== Segment start ==

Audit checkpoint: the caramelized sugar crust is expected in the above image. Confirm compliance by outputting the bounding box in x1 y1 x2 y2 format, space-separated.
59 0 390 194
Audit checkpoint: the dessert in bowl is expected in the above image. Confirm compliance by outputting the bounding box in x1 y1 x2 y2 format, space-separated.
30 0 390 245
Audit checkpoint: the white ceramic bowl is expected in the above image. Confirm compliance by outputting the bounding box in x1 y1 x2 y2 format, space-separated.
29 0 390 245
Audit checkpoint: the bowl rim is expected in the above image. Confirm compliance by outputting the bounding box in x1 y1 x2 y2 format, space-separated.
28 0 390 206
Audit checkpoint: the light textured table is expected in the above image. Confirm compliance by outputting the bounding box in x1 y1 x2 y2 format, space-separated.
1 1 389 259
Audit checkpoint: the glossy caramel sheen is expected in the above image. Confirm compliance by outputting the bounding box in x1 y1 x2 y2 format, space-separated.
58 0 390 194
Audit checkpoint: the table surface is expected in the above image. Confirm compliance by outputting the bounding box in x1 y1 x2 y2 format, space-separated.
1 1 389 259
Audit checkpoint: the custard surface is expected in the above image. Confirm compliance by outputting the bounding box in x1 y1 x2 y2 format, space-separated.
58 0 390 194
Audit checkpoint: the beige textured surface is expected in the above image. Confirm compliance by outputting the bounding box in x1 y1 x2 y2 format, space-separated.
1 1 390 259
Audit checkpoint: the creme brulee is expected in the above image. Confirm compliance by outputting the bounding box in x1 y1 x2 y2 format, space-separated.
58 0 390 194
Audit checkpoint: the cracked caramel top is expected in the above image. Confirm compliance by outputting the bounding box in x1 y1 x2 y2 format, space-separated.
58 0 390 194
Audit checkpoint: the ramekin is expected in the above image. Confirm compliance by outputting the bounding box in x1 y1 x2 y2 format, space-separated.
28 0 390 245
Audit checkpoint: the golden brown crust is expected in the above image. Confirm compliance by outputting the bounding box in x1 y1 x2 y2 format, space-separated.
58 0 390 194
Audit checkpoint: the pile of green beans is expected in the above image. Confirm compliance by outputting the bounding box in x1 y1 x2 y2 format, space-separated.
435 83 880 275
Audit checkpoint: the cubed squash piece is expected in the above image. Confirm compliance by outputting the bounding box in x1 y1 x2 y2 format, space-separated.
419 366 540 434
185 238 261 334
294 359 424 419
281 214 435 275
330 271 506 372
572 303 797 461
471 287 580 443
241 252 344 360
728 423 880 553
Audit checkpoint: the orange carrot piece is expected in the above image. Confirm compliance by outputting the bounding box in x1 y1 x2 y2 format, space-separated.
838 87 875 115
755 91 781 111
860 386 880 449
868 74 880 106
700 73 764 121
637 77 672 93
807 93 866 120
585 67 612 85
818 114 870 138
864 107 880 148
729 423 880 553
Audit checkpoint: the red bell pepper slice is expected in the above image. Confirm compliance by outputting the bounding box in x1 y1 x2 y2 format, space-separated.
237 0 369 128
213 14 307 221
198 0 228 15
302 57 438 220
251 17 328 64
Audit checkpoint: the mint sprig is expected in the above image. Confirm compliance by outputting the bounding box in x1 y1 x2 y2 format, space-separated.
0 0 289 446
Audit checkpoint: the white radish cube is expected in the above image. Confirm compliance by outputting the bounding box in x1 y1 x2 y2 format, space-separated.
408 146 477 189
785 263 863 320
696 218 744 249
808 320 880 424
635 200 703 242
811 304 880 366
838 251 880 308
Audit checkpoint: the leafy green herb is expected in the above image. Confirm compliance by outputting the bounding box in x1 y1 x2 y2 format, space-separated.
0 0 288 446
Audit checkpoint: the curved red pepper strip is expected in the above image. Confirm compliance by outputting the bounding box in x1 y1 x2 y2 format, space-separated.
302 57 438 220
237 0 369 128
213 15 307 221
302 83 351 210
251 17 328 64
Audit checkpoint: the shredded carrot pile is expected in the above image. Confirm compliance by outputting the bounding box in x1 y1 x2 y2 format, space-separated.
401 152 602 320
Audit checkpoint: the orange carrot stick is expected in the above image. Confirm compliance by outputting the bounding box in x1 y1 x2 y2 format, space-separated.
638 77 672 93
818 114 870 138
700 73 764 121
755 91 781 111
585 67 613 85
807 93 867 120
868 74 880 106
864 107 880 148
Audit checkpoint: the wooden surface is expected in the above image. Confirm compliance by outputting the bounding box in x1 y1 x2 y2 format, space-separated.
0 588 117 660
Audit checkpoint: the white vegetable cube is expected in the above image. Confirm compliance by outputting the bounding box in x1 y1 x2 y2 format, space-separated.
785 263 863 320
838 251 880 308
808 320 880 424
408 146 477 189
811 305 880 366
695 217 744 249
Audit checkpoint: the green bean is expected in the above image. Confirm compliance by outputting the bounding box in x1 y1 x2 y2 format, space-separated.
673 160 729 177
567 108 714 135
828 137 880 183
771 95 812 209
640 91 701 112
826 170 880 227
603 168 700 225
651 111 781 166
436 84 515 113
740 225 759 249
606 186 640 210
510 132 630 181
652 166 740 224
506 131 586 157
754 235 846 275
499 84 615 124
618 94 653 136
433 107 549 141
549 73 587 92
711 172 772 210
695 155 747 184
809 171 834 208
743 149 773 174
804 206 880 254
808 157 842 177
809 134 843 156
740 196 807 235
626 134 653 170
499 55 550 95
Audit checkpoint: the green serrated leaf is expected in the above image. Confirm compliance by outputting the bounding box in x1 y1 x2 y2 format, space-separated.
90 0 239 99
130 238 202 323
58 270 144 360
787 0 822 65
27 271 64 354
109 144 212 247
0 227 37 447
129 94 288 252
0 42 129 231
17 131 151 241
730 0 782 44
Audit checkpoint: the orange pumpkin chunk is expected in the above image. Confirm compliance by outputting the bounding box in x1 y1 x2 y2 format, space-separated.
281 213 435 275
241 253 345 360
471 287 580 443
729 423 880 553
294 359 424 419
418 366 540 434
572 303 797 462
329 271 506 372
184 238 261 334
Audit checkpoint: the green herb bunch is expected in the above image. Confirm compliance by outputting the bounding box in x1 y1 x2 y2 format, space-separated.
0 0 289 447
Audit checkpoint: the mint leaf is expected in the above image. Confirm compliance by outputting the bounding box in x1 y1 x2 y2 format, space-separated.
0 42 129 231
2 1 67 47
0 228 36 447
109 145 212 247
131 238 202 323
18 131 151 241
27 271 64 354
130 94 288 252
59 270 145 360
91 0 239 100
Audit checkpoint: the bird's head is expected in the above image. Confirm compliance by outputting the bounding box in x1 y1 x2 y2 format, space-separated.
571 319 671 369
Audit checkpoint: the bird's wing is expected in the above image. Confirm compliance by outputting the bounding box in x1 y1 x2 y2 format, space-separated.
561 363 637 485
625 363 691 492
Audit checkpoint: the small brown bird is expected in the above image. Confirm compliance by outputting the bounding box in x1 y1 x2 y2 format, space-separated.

== Segment end ==

▶ What the task requires: Set the entries down again, unchanged and complete.

▶ Output:
Audit checkpoint: the caramelized sugar crust is expected in the above image. Confirm compliance by outputting the bounding box in x1 y1 x2 y2 format, space-separated.
59 0 390 194
Audit checkpoint: the dessert in bowl is expected in the above image. Confirm compliance by outputting the bounding box in x1 y1 x2 y2 format, space-separated.
30 0 390 245
Audit checkpoint: the white ceramic bowl is expected in the above image. Confirm compliance by outputting the bounding box in x1 y1 x2 y2 format, space-separated.
29 0 390 245
Audit checkpoint: the bowl rim is expected in the above image. Confirm compliance by outputting the bounding box in x1 y1 x2 y2 format, space-separated.
28 0 390 206
Audit checkpoint: the light textured table is expected in the above image. Confirm compliance by outputting the bounding box in x1 y1 x2 y2 format, space-separated.
1 1 389 259
Audit checkpoint: the glossy caramel sheen is expected in the above image. Confirm compliance by outputting the bounding box in x1 y1 x2 y2 format, space-separated.
58 0 390 194
Audit checkpoint: the table surface is expected in the above image. Confirm compliance by outputting the bounding box in x1 y1 x2 y2 format, space-separated.
1 1 389 259
Audit checkpoint: the custard surface is expected in the above image. Confirm compliance by outputting the bounding box in x1 y1 x2 y2 format, space-separated.
58 0 390 194
Audit checkpoint: the beige textured surface is expected in the above image. Confirm compliance by outputting the bounding box in x1 y1 x2 y2 format, space-separated.
1 1 390 259
Audit checkpoint: the creme brulee is expected in the above image. Confirm compliance by outputting the bounding box in x1 y1 x2 y2 format, space-separated.
58 0 390 194
Audit checkpoint: the cracked caramel top is expected in the above image. Confirm compliance by outputting the bounding box in x1 y1 x2 y2 format, space-separated.
58 0 390 194
Audit checkpoint: the ramekin is expected in the above image. Confirm compliance by outputting the bounding box in x1 y1 x2 y2 format, space-separated.
28 0 390 245
Audit checkpoint: the golden brown crust is expected in the above image. Confirm compliance by outputting the bounding box in x1 y1 x2 y2 format, space-separated.
58 0 390 194
Audit checkpoint: the pile of green beans is expected in the above image. Confirm compliance by outputting the bounding box in x1 y1 x2 y2 format, space-separated.
435 83 880 275
Audit checkpoint: the cubed squash piece is expected in the above image. Confirm compliance by outputting the bounding box in x1 y1 x2 y2 format, space-separated.
419 366 540 434
185 238 261 334
294 359 424 419
281 214 435 275
330 271 506 372
572 303 797 461
471 287 580 443
241 252 344 360
728 423 880 553
Audit checkpoint: the orange carrot piece is expected in the above image. Confirm compliance by outputting the bounding box in x1 y1 x2 y2 format, space-separated.
838 87 875 115
755 91 781 111
860 386 880 449
868 74 880 106
700 73 764 121
637 77 672 93
807 93 866 120
585 67 612 85
818 114 870 138
864 107 880 148
729 423 880 553
Audit checkpoint: the red bell pepper slice is expected in the above image. Confirm compliance by outputting the bounding box in x1 y1 x2 y2 format, space-separated.
237 0 369 128
213 14 307 221
198 0 228 15
302 57 438 220
251 17 328 64
Audit checkpoint: the mint sprig is expected in the above image. Confirm compliance by outputting the bounding box in x1 y1 x2 y2 format, space-separated.
0 0 289 446
Audit checkpoint: the white radish cube is expected in the above image. Confirm compliance by outputting the bounding box in x1 y1 x2 y2 format, space-separated.
408 146 477 189
785 263 863 320
696 218 744 249
808 320 880 424
635 200 703 242
811 304 880 366
838 251 880 308
Audit checkpoint: the leafy green herb is expected in the above image. Confirm compliance by outputting the bounding box in x1 y1 x2 y2 format, space-separated.
0 0 288 446
Audit checkpoint: the curved red pepper strip is expected in the above image. Confirm compliance by outputting the bounding box in x1 y1 x2 y2 format, space-separated.
302 57 438 220
237 0 369 128
213 15 307 221
302 83 351 210
251 17 328 64
Audit checkpoint: the shredded carrot pile is expected in the above image. Confirm compliance by outputting the bounding box in x1 y1 x2 y2 format, space-separated.
401 152 602 320
Audit checkpoint: the orange carrot stick is expected in the above image. Confirm compliance by outputting the bounding box in x1 y1 x2 y2 format, space-separated.
638 77 672 93
818 114 870 138
700 73 764 121
755 91 781 111
585 67 613 85
807 93 867 120
868 74 880 106
864 107 880 148
Audit checkpoint: the wooden surface is expected in the above image. Confirm compliance by outputting the bounding box in x1 y1 x2 y2 format, space-separated.
0 588 117 660
Audit checkpoint: the white vegetable cube is expected in the above image. Confirm compliance by outputting the bounding box in x1 y1 x2 y2 format, space-separated.
785 263 863 320
838 251 880 308
808 320 880 424
408 146 477 189
811 305 880 366
695 217 744 249
Audit checkpoint: the green bean is expected in the above image. Confirm compliance by outputting the bounding box in x1 y1 x2 y2 format, space-separated.
673 160 729 177
567 108 714 135
828 137 880 183
771 95 812 209
640 91 701 112
826 170 880 227
603 168 700 225
651 111 781 166
436 84 515 113
740 225 759 249
606 186 640 210
510 132 630 181
652 166 740 224
506 131 586 157
754 235 846 275
499 84 615 124
618 94 653 136
433 107 549 141
549 73 587 92
711 172 772 210
695 155 747 184
809 171 834 208
743 149 773 174
804 206 880 254
808 157 842 177
809 134 843 156
740 196 807 235
626 134 653 170
499 55 550 95
Audit checkpoint: the green serrated leaf is expected in the above image. Confirm compliance by outputting the bounding box in x1 y1 x2 y2 format, space-separated.
90 0 239 99
130 238 202 323
58 270 144 360
787 0 822 65
27 271 64 354
109 144 212 247
0 227 37 447
129 94 288 252
0 42 129 231
17 131 151 241
730 0 782 44
Audit checkpoint: the orange pumpkin chunk is expected in the above image. Confirm compliance by outputting the bounding box in x1 y1 x2 y2 format, space-separated.
281 213 435 275
241 253 345 360
471 287 580 443
729 423 880 553
294 359 424 419
418 366 540 434
572 303 797 462
329 271 506 372
184 238 261 334
Audit checkpoint: the green herb bunch is expected in the above image. Confirm compliance by outputting the bounding box in x1 y1 x2 y2 format, space-separated.
0 0 289 447
Audit checkpoint: the mint leaf is expected in the above image. Confirm compliance by outputting the bounding box in x1 y1 x2 y2 format, space-separated.
0 42 129 231
2 1 67 47
0 228 36 447
109 145 212 247
131 238 202 323
18 131 151 241
27 271 64 354
130 94 288 252
59 270 145 360
91 0 239 100
Audit checkpoint: the bird's head is expected in the above image. Confirm compliance by outputting the bounding box in x1 y1 x2 y2 format, space-separated.
571 319 671 369
Audit checkpoint: the bird's wing is expected in the above image. Confirm compliance by outputting the bounding box in x1 y1 x2 y2 format, space-separated.
561 363 637 485
625 363 691 492
Audit checkpoint: the small brown bird is expected in the above image. Confirm compliance by outputting the bounding box in x1 y1 x2 y2 format, space-separated.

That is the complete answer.